- [La consigne] D'après le texte sur la confiance en soi, quelle autonomisation Charik place-t-elle en premier ?

- [Texte du document]
####

Le défi de la confiance en soi
Si les violences faites aux femmes constituent un combat visible, Charik insiste sur un défi souvent invisible qui est le manque de confiance en soi. « Même quand les jeunes filles sont confrontées aux violences, beaucoup hésitent à agir parce qu’elles doutent de leur valeur », pense-t-elle. C’est pourquoi elle croit en l’autonomisation personnelle, à la revalorisation de l’estime de soi et au développement individuel pour y remédier. Elle refuse d’ailleurs de réduire l’autonomisation à la seule dimension financière. « On parle souvent d’autonomisation économique ou intellectuelle, mais la première, c’est l’autonomisation humaine. Beaucoup de femmes sont indépendantes financièrement, mais restent prisonnières de violences parce qu’elles ne sont pas indépendantes émotionnellement. »
Concilier ses études, ses engagements professionnels et son rôle de présidente d’association n’est pas toujours simple. Mais elle a appris à s’organiser, à définir ses priorités et surtout à s’appuyer sur son équipe. « Même si je suis la présidente, l’organisation repose sur chacune de nous. Nous avons des responsabilités partagées, et c’est ce qui nous permet d’avancer », explique la jeune fille. Son quotidien oscille ainsi entre salles de classe, réunions de projet et rencontres militantes. Mais elle garde toujours un espace pour elle à travers la lecture, la nature et le théâtre. « Ces moments me permettent de recharger mes batteries », dit-elle.

####

- [Documents fournis]

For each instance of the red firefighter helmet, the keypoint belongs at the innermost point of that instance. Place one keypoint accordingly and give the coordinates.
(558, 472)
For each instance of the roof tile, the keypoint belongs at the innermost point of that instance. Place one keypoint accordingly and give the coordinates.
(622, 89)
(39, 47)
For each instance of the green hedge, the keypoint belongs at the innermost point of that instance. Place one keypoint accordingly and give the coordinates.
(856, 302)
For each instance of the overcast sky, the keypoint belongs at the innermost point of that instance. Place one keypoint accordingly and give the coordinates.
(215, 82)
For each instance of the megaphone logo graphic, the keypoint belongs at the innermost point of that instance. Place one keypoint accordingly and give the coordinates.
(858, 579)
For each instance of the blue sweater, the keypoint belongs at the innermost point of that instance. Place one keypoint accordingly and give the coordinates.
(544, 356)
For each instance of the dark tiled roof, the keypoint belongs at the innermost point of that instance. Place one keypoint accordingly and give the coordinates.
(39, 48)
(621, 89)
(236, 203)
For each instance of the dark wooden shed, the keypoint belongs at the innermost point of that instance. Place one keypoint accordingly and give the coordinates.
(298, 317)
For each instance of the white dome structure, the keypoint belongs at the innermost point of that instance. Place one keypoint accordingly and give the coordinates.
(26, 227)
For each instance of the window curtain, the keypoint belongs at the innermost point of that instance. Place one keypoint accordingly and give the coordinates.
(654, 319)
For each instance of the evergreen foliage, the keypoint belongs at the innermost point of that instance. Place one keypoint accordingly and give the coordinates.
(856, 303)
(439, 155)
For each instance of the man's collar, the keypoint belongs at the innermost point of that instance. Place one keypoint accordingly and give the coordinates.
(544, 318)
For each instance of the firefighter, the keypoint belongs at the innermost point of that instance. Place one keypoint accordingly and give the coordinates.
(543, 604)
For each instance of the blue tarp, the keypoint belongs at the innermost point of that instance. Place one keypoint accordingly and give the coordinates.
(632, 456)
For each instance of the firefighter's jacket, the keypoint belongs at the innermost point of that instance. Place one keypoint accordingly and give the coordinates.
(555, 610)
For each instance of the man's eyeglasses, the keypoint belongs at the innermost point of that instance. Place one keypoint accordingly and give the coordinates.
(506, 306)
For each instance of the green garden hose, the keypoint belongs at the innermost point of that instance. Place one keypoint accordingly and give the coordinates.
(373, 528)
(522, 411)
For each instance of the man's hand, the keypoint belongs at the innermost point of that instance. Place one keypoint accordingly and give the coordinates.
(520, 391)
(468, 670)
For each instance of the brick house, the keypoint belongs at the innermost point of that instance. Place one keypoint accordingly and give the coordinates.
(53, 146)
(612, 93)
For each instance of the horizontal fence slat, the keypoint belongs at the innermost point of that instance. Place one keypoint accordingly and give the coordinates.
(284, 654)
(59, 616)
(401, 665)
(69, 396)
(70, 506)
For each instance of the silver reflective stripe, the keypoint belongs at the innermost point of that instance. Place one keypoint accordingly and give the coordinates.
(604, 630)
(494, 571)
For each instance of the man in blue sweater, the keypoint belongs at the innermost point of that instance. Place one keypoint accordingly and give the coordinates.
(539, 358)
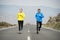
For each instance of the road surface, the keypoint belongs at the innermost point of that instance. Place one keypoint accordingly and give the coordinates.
(29, 33)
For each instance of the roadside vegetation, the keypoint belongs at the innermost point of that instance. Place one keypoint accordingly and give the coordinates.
(5, 24)
(54, 22)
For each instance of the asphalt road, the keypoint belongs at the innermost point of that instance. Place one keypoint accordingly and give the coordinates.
(29, 33)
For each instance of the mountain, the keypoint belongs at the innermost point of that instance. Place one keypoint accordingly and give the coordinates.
(54, 22)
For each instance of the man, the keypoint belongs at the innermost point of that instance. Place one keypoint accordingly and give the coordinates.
(39, 17)
(20, 17)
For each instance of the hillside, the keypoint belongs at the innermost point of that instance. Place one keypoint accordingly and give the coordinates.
(5, 24)
(54, 22)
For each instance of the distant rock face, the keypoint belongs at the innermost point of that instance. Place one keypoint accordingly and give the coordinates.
(58, 18)
(54, 22)
(54, 19)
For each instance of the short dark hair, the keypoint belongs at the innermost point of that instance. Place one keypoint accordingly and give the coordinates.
(39, 9)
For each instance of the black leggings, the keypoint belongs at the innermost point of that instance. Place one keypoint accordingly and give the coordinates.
(20, 24)
(39, 24)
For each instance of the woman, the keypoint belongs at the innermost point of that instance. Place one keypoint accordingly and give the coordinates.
(20, 17)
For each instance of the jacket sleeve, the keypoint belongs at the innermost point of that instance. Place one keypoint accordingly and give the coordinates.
(17, 15)
(36, 16)
(42, 16)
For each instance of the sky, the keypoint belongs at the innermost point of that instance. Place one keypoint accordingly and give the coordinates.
(48, 3)
(10, 8)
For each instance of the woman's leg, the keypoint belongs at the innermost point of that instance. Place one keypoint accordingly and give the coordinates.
(37, 27)
(19, 25)
(40, 25)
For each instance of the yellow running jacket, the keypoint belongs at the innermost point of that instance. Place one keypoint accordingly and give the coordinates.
(20, 16)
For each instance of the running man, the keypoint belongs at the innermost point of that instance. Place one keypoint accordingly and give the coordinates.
(39, 17)
(20, 17)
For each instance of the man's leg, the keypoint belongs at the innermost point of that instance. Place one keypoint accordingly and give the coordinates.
(19, 25)
(40, 25)
(37, 28)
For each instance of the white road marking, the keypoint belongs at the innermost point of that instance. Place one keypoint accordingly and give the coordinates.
(28, 30)
(7, 28)
(28, 38)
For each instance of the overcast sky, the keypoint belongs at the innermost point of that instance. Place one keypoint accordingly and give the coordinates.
(47, 3)
(9, 9)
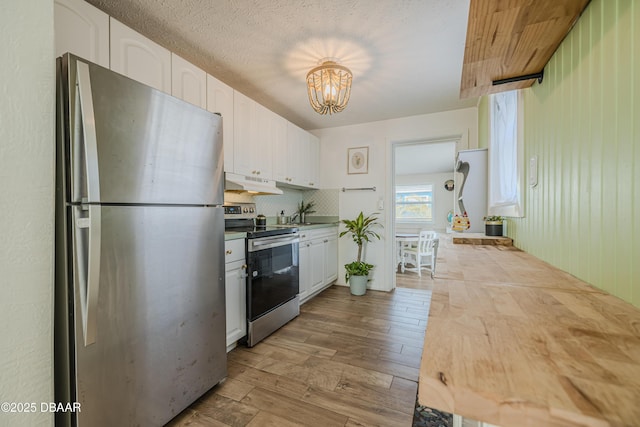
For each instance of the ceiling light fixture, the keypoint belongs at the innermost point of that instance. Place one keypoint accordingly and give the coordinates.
(329, 87)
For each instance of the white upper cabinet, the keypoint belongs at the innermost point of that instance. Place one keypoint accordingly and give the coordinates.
(313, 162)
(139, 58)
(245, 130)
(81, 29)
(220, 100)
(254, 130)
(298, 166)
(188, 82)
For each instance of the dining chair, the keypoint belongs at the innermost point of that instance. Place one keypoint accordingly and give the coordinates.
(423, 255)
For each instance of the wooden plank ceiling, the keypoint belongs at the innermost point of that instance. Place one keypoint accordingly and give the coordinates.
(511, 38)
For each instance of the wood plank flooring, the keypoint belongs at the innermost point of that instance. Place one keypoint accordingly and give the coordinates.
(345, 361)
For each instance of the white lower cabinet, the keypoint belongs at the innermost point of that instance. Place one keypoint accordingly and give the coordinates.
(318, 260)
(235, 291)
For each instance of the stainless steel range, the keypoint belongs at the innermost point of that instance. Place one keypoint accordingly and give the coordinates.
(272, 271)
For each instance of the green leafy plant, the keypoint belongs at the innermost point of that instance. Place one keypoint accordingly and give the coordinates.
(361, 230)
(306, 209)
(357, 268)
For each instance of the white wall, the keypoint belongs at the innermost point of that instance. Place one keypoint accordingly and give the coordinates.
(380, 137)
(27, 86)
(443, 201)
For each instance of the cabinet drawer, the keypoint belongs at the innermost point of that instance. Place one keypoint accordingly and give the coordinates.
(233, 250)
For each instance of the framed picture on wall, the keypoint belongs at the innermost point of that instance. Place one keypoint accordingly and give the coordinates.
(358, 160)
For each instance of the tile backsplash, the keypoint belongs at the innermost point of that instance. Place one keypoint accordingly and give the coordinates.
(326, 201)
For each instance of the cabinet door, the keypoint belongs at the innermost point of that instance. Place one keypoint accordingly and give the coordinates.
(245, 125)
(313, 162)
(316, 253)
(188, 82)
(220, 100)
(139, 58)
(235, 300)
(81, 29)
(304, 269)
(330, 258)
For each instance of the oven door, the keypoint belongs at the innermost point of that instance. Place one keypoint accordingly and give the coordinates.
(273, 277)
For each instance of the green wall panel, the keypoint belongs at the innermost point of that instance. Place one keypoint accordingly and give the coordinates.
(583, 124)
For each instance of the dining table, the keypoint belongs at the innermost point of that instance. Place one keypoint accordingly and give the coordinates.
(405, 240)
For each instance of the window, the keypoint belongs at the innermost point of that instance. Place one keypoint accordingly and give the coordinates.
(505, 154)
(414, 203)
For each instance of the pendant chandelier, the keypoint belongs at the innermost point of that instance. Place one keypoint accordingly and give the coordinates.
(329, 87)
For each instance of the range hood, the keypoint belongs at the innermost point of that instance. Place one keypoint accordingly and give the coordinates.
(249, 184)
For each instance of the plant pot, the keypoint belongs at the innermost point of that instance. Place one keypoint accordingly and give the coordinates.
(358, 284)
(493, 228)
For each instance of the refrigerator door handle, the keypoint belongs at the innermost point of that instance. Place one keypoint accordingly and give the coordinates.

####

- [Réponse à la consigne] L'autonomisation humaine.